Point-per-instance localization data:
================

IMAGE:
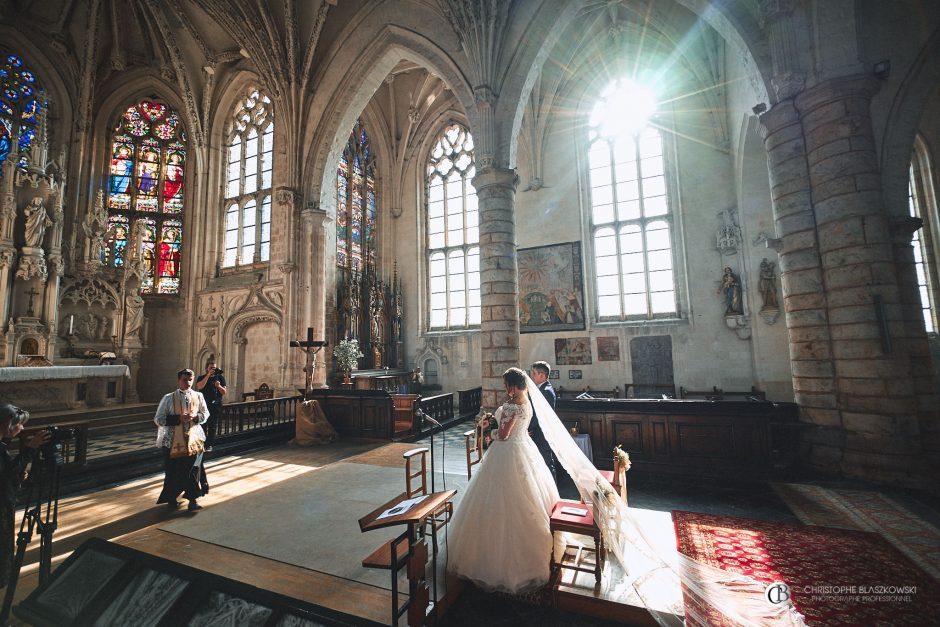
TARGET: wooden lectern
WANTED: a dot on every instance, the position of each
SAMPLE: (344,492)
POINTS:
(407,550)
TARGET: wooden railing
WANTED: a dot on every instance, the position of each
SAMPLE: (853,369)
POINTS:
(440,407)
(468,401)
(253,416)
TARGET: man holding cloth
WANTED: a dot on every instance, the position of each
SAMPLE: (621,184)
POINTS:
(539,372)
(212,386)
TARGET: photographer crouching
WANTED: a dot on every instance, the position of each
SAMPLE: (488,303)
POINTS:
(212,386)
(12,471)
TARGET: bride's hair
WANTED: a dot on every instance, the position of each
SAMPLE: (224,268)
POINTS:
(514,377)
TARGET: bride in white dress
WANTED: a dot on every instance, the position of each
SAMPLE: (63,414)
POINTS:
(499,537)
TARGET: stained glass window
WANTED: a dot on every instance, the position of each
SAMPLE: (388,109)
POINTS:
(921,196)
(248,182)
(21,103)
(356,203)
(453,232)
(631,220)
(145,194)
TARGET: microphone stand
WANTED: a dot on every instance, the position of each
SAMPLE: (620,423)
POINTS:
(434,424)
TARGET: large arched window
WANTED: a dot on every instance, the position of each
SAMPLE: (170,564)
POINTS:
(356,203)
(21,105)
(631,219)
(922,203)
(453,232)
(145,194)
(248,183)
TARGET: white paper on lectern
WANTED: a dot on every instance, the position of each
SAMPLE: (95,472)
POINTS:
(402,507)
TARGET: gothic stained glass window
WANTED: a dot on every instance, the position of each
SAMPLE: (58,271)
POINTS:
(145,194)
(630,219)
(22,102)
(248,182)
(453,232)
(356,205)
(921,195)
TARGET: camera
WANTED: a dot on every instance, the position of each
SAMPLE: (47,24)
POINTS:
(51,451)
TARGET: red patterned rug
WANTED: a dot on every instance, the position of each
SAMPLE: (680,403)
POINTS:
(835,576)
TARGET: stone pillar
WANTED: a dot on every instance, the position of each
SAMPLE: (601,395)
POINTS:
(313,286)
(851,361)
(801,279)
(499,288)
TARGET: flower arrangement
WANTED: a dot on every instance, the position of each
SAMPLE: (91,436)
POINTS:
(347,355)
(622,458)
(486,423)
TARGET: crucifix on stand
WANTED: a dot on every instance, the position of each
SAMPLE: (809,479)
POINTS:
(310,347)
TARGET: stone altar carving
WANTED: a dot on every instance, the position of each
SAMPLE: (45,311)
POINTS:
(731,289)
(37,221)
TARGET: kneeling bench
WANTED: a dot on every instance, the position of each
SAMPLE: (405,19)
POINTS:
(581,525)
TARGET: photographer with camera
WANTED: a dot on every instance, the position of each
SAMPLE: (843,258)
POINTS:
(212,386)
(12,471)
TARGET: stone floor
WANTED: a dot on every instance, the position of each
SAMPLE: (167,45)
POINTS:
(128,507)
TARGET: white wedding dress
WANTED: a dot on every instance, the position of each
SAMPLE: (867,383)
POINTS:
(499,537)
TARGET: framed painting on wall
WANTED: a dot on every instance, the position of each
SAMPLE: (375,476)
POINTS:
(551,290)
(572,351)
(608,348)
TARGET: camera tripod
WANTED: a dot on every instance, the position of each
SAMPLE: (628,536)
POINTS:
(41,514)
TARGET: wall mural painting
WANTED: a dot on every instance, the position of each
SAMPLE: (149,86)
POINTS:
(551,289)
(608,348)
(572,351)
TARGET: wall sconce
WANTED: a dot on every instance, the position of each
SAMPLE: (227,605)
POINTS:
(882,69)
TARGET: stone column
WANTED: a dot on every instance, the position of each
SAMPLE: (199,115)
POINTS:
(851,361)
(313,286)
(499,288)
(801,279)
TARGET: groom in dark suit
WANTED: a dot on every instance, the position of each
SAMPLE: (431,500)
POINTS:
(539,372)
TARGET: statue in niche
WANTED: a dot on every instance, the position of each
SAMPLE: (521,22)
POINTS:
(353,303)
(768,285)
(377,312)
(731,287)
(37,221)
(133,315)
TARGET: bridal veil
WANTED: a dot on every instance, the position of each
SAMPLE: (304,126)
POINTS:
(716,593)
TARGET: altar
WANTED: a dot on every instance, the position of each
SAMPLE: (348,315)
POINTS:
(50,388)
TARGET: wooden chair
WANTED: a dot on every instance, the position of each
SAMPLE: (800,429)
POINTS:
(416,484)
(581,525)
(473,443)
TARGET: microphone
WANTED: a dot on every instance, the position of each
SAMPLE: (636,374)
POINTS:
(421,414)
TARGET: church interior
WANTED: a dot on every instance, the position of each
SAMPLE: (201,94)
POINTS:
(343,201)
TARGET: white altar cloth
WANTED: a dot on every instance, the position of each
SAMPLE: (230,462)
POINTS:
(46,373)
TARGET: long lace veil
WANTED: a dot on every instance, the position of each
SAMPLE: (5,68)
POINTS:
(656,577)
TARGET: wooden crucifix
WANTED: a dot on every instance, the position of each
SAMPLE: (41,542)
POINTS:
(310,347)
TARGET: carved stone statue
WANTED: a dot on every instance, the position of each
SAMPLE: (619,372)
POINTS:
(731,287)
(37,221)
(768,285)
(133,315)
(354,304)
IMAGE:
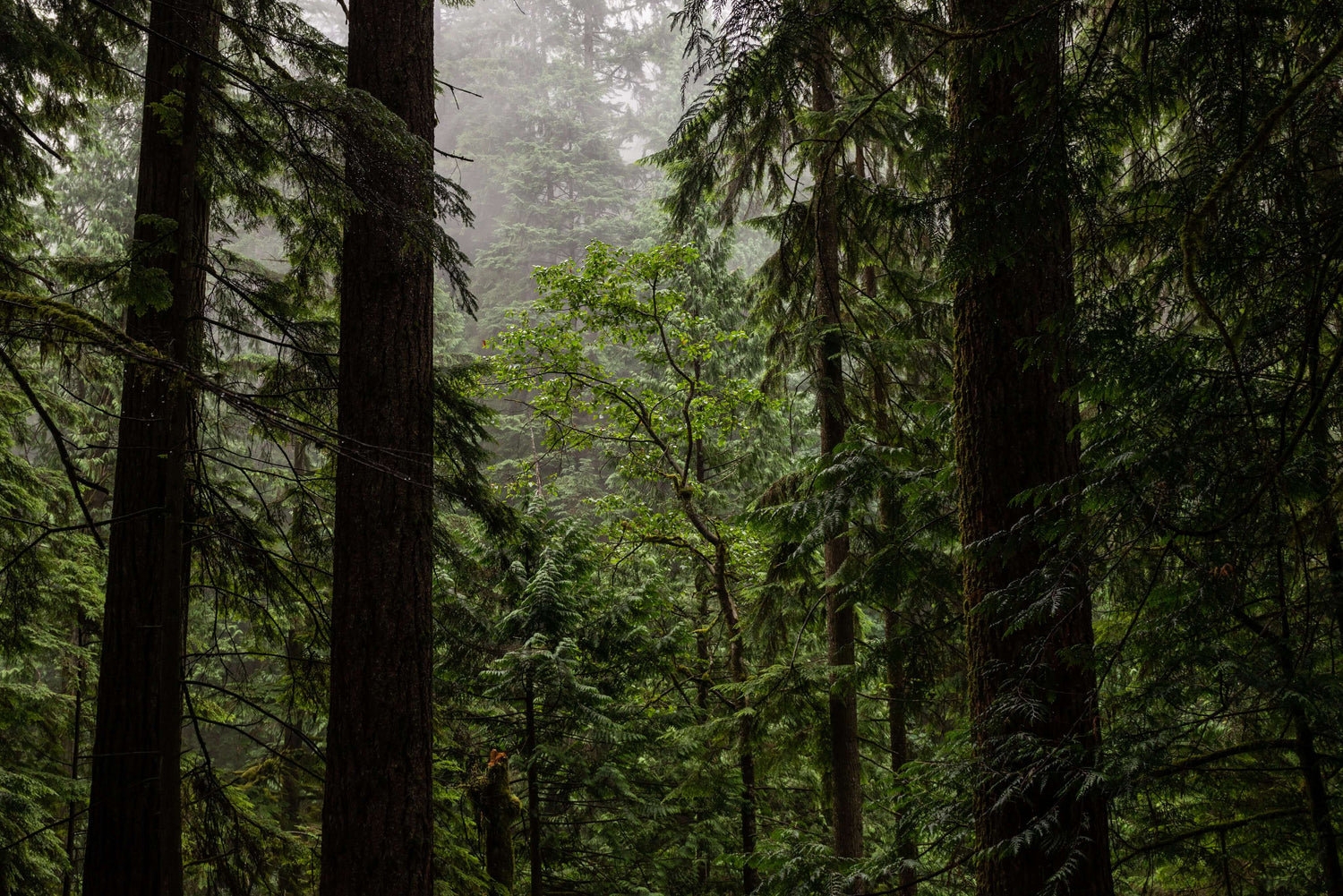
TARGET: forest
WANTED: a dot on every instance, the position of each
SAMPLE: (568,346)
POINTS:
(671,448)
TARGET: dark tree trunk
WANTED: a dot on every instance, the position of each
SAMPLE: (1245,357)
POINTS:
(1031,676)
(888,515)
(746,730)
(1318,802)
(500,810)
(534,794)
(67,879)
(290,789)
(846,804)
(378,834)
(134,806)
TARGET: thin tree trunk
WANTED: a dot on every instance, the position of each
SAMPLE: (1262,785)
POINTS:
(896,687)
(1318,801)
(290,789)
(841,625)
(1031,683)
(134,806)
(67,879)
(746,730)
(534,794)
(378,813)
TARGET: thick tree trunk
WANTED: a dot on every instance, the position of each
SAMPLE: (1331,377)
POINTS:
(1318,801)
(378,833)
(1029,627)
(846,804)
(134,806)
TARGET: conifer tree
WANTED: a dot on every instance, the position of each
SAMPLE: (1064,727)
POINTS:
(134,813)
(378,832)
(1028,609)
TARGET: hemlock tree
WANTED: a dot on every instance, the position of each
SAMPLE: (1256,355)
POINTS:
(376,818)
(1039,821)
(134,813)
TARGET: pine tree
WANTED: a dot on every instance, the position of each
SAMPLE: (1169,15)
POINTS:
(134,809)
(1028,608)
(378,832)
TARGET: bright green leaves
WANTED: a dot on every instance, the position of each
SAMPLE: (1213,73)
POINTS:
(620,354)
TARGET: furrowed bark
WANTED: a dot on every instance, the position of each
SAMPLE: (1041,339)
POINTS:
(841,625)
(134,805)
(1029,627)
(378,815)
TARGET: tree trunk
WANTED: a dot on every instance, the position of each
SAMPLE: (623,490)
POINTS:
(290,789)
(846,805)
(1029,627)
(67,879)
(746,729)
(1318,801)
(378,813)
(888,515)
(134,805)
(499,810)
(534,794)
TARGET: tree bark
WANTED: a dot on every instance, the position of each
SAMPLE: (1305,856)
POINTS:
(746,729)
(534,796)
(134,806)
(378,815)
(499,810)
(1029,625)
(841,625)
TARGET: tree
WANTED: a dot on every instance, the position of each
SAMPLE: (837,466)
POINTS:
(134,812)
(1039,820)
(378,826)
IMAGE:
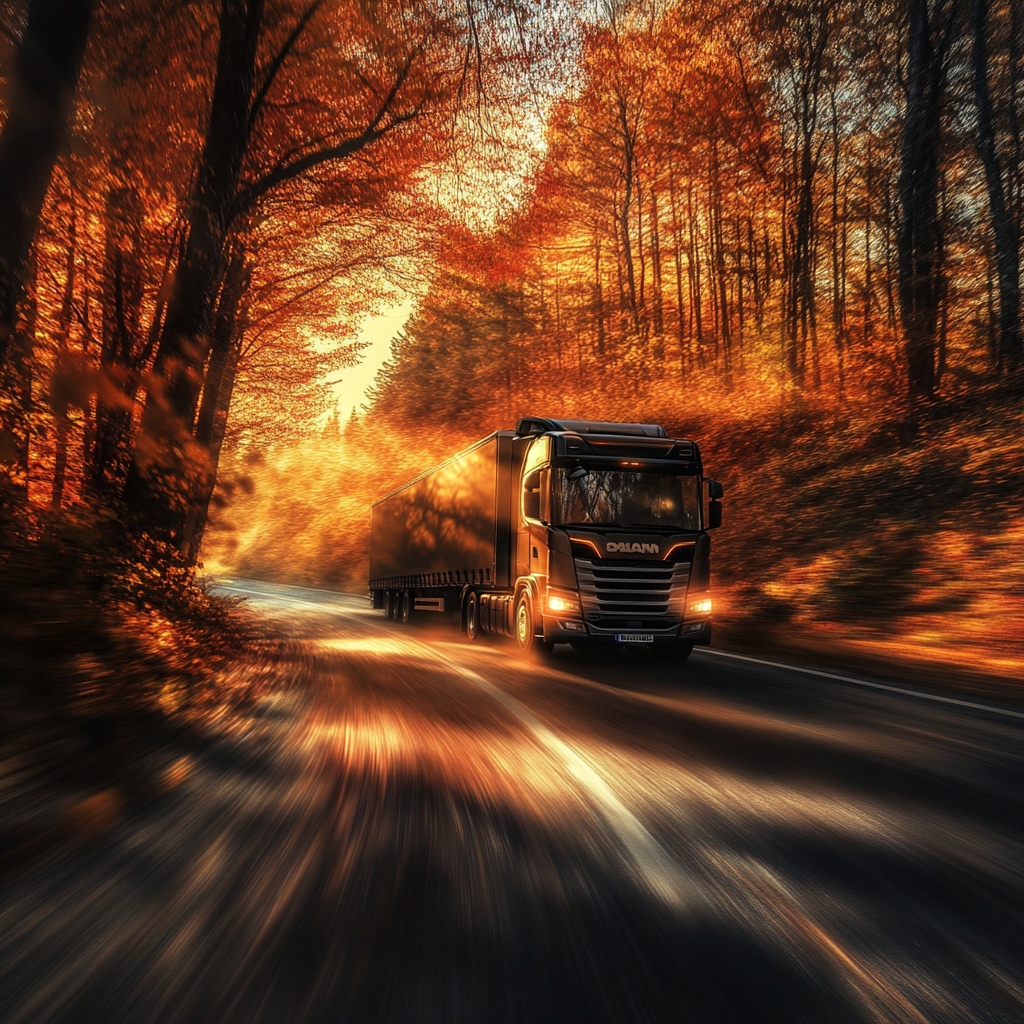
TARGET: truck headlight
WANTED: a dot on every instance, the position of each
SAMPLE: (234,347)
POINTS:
(561,602)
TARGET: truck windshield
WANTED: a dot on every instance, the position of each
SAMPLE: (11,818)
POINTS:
(617,498)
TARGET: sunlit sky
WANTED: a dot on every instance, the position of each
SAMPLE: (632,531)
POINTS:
(379,331)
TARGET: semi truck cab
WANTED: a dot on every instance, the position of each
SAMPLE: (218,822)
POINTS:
(560,531)
(612,544)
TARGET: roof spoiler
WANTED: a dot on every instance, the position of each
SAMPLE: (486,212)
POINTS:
(536,425)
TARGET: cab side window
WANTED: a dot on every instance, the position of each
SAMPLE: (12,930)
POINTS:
(536,480)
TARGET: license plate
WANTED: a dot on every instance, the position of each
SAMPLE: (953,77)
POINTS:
(634,638)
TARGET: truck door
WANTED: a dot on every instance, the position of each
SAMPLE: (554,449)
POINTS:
(531,550)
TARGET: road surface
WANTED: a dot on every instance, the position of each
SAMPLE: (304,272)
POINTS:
(419,828)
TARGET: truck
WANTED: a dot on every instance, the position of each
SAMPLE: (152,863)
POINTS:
(559,531)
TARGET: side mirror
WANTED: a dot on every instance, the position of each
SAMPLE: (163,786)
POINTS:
(714,513)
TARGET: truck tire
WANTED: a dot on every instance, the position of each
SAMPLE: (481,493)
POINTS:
(525,626)
(473,630)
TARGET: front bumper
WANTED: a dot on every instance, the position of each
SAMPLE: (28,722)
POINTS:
(556,631)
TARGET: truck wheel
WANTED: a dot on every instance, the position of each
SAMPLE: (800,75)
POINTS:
(525,634)
(473,617)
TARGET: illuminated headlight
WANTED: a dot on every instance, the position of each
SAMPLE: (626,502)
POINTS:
(558,602)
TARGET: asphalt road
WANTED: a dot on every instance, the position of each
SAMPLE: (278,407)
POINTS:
(417,828)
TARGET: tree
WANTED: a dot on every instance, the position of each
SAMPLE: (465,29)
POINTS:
(930,36)
(1006,230)
(39,105)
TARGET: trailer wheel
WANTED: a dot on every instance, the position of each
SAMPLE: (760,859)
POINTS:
(473,617)
(525,632)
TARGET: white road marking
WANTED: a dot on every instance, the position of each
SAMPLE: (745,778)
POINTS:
(863,682)
(1006,712)
(662,873)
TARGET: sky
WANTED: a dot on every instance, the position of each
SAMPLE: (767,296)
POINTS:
(351,388)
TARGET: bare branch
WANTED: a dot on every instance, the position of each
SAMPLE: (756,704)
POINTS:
(278,61)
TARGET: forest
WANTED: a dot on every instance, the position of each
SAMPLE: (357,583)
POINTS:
(791,230)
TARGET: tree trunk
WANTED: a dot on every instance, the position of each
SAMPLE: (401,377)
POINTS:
(919,242)
(39,105)
(1005,228)
(158,483)
(218,387)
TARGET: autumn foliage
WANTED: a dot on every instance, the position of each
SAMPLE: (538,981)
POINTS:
(792,229)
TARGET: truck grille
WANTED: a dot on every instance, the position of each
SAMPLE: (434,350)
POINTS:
(617,594)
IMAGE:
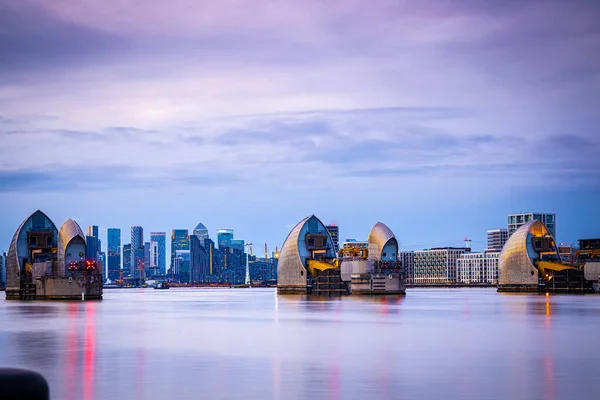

================

If a line falls between the first line of the records above and the line containing "TARGET: bride in white dress", inclusive, retype it exactly; leave pictures out.

[EXPECTED OUTPUT]:
IMAGE:
TARGET: wooden lectern
WANTED: a dot on every instance, the position of each
SAMPLE: (344,492)
POINTS:
(407,550)
TARGET: wooden railing
WANTED: a dot on every instance, the position of each
SAMPLE: (853,369)
POINTS:
(440,407)
(468,401)
(253,416)
TARGET: man holding cloth
WANTED: a dot on every instance, the position of each
SAMPLE: (621,184)
POINTS:
(539,372)
(212,386)
TARGET: photographer crouching
WANTED: a dot on every instance, the position of each
SAMPLE: (488,303)
POINTS:
(212,386)
(12,471)
TARGET: bride's hair
WANTED: a dot on every instance, the position of each
SAMPLE: (224,268)
POINTS:
(514,377)
TARGET: bride in white dress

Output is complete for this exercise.